(Dataset excerpts)
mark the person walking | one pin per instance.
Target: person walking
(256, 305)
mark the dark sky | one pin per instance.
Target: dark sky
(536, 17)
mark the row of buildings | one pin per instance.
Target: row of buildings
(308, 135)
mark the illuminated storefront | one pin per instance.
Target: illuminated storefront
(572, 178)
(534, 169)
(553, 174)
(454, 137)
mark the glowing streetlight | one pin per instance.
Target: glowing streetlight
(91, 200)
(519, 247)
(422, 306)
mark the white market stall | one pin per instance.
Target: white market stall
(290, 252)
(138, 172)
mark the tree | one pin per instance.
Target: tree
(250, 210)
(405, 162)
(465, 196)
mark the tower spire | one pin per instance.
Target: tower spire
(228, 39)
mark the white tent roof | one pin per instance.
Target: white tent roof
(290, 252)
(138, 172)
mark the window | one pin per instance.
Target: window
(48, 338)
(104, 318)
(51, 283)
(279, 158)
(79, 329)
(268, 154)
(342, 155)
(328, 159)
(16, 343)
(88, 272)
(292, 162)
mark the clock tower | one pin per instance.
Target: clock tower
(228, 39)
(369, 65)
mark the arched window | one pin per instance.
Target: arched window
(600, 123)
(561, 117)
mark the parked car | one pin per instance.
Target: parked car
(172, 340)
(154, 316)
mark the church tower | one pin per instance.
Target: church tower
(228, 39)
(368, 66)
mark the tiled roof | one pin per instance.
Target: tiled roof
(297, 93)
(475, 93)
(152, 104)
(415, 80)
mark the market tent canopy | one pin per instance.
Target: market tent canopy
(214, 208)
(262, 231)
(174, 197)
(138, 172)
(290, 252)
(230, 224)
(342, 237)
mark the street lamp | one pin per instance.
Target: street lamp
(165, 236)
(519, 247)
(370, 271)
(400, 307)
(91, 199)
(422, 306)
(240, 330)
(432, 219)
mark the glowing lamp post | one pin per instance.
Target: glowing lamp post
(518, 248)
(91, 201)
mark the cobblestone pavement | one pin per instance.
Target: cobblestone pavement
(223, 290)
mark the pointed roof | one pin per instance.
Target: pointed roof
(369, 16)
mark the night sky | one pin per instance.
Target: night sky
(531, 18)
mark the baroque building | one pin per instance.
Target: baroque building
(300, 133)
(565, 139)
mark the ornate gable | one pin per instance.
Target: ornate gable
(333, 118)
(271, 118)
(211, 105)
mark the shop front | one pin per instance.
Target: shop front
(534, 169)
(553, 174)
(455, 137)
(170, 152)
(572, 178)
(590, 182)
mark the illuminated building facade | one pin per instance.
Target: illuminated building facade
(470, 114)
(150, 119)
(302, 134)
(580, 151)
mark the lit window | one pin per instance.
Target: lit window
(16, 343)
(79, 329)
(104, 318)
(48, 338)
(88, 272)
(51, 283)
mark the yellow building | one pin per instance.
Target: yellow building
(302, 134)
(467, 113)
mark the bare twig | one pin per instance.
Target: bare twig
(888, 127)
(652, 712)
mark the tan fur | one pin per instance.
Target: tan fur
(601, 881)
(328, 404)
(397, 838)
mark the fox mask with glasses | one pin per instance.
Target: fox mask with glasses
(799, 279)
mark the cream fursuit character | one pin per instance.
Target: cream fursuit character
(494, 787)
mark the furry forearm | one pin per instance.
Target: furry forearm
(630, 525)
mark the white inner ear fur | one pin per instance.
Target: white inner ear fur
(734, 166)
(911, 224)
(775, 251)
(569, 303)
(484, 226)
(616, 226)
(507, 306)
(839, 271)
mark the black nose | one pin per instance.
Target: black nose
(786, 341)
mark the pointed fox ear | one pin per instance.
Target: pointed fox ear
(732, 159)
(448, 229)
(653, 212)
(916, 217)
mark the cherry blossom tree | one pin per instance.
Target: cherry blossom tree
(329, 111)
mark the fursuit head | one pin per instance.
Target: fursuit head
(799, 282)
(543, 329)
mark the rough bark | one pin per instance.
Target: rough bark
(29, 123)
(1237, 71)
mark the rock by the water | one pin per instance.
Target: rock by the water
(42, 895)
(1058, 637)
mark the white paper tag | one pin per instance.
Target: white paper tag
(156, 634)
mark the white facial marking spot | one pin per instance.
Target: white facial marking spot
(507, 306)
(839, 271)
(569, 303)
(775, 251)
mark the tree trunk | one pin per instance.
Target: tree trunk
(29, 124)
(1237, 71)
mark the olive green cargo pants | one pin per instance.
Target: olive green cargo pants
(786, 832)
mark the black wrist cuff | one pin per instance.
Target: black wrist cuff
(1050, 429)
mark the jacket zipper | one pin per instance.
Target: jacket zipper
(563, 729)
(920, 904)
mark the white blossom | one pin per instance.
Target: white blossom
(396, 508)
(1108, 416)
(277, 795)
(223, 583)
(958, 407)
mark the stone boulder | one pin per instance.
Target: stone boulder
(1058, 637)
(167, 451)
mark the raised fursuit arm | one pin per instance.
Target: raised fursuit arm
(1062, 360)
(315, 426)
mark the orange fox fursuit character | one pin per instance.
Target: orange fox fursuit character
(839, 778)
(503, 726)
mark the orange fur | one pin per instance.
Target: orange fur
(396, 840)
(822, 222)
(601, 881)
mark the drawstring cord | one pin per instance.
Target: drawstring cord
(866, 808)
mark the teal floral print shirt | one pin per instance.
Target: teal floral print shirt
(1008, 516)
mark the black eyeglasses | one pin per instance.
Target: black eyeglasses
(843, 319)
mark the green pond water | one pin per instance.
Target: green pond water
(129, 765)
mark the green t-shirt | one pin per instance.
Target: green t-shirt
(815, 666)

### WHAT YOU SHOULD DO
From the records above, extract exactly and only the lines that begin at the line with "Target: cream fursuit character" and stop after the line with "mark the rough bark | one pin per instance.".

### WRITTEN ANSWER
Target: cream fursuit character
(494, 787)
mark the furry forearm | one pin per instance.
Target: furry forearm
(630, 525)
mark the white inner ear fur | one pin per instance.
Target: white inner ear fur
(734, 166)
(911, 224)
(775, 251)
(569, 303)
(484, 226)
(616, 226)
(507, 306)
(839, 271)
mark the black nose | one pin per instance.
Target: black nose
(786, 341)
mark the pointed fox ear | one pin per instance.
Target: pointed fox ear
(732, 159)
(448, 229)
(653, 212)
(916, 217)
mark the cherry blossom tree | one pin per instance.
Target: cherry blossom tree
(329, 111)
mark the fursuit head | one pin per instance.
Target: fursuit head
(799, 282)
(543, 329)
mark the rough bark | one pin per instance.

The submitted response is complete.